→ **INSTRUCTIONS FOR THE TASK**
Pull out every line of the records that contains the word "blue".

═════ INFORMATION SUPPLIED

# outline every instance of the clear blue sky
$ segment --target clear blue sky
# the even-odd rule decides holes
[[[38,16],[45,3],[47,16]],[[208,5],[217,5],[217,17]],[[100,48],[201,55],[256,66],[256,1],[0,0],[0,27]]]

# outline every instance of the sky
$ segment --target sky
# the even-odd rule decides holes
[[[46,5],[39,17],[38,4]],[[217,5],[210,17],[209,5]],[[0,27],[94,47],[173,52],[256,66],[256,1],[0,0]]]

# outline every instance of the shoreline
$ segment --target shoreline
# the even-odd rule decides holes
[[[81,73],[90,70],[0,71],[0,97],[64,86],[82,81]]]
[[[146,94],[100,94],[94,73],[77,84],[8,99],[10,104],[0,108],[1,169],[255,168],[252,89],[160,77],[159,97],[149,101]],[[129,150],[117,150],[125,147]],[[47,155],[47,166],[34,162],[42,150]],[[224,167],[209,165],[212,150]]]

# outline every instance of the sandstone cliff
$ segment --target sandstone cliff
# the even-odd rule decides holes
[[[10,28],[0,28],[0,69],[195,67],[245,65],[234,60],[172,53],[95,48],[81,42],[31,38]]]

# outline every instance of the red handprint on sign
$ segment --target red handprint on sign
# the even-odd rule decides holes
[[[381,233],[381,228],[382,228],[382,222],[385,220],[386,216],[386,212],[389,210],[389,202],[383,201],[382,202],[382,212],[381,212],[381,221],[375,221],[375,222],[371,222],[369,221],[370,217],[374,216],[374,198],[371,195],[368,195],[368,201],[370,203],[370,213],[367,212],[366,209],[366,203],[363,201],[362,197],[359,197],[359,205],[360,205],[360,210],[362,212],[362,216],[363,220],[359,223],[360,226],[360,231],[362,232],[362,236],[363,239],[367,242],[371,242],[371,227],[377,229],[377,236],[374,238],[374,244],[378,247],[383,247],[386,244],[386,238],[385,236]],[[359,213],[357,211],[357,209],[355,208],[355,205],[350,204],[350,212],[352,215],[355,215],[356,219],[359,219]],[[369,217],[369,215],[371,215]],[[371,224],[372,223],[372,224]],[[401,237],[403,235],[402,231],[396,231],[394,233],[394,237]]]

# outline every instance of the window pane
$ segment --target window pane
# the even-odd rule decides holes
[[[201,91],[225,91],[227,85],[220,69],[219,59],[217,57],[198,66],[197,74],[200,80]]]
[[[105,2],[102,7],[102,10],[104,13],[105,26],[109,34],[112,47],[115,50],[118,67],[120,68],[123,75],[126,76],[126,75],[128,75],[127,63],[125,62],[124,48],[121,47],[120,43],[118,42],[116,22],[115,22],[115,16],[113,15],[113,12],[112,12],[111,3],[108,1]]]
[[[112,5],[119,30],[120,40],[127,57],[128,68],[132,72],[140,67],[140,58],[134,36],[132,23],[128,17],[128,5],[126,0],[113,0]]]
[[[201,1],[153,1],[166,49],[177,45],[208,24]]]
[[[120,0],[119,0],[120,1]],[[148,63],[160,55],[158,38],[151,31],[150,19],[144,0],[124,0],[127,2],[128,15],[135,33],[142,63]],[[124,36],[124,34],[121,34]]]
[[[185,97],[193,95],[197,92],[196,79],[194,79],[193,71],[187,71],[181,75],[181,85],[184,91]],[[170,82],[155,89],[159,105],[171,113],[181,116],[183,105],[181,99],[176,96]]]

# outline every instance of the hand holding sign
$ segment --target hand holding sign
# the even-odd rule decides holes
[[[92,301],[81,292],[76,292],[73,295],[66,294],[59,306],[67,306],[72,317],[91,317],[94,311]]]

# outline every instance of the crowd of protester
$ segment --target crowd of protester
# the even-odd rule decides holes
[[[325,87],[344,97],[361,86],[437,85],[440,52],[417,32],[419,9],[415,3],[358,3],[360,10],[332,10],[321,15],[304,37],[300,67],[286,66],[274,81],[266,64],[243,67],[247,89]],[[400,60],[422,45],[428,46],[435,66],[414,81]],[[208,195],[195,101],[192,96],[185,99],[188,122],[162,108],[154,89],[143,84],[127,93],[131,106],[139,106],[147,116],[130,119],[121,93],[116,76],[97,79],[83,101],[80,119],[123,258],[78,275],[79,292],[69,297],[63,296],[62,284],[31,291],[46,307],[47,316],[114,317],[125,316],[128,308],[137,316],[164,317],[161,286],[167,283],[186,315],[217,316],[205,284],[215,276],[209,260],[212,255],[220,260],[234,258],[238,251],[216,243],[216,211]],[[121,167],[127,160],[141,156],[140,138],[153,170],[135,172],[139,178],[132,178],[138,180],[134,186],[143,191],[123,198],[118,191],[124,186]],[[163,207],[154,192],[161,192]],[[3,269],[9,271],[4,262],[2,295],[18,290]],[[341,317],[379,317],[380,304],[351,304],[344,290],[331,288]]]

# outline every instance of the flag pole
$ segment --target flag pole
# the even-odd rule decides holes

══════════
═════ INFORMATION SUPPLIED

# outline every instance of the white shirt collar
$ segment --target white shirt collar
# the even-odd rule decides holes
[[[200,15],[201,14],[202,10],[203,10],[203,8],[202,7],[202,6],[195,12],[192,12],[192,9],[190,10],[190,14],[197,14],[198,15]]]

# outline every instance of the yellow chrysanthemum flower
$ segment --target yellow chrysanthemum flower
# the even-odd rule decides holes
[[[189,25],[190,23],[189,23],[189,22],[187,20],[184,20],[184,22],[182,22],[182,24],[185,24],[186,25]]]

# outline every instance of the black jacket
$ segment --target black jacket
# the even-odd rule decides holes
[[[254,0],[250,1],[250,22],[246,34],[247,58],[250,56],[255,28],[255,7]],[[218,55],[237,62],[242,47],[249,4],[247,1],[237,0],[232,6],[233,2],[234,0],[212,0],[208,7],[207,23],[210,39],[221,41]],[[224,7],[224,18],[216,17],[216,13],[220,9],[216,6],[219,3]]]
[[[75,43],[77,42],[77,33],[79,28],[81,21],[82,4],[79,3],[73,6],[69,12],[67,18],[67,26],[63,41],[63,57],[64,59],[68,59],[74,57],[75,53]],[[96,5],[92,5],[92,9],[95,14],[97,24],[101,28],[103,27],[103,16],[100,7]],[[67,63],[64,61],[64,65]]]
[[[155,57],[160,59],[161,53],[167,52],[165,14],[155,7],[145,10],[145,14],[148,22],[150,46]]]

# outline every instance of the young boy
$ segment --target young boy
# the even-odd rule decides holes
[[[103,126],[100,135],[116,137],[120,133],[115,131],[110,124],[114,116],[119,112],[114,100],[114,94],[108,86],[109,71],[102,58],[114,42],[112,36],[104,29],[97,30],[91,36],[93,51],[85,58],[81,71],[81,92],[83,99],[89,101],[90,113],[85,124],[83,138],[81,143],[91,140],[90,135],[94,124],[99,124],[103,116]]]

══════════

→ **THE COMPLETED TASK**
# outline every instance of the clear blue sky
$ segment --target clear blue sky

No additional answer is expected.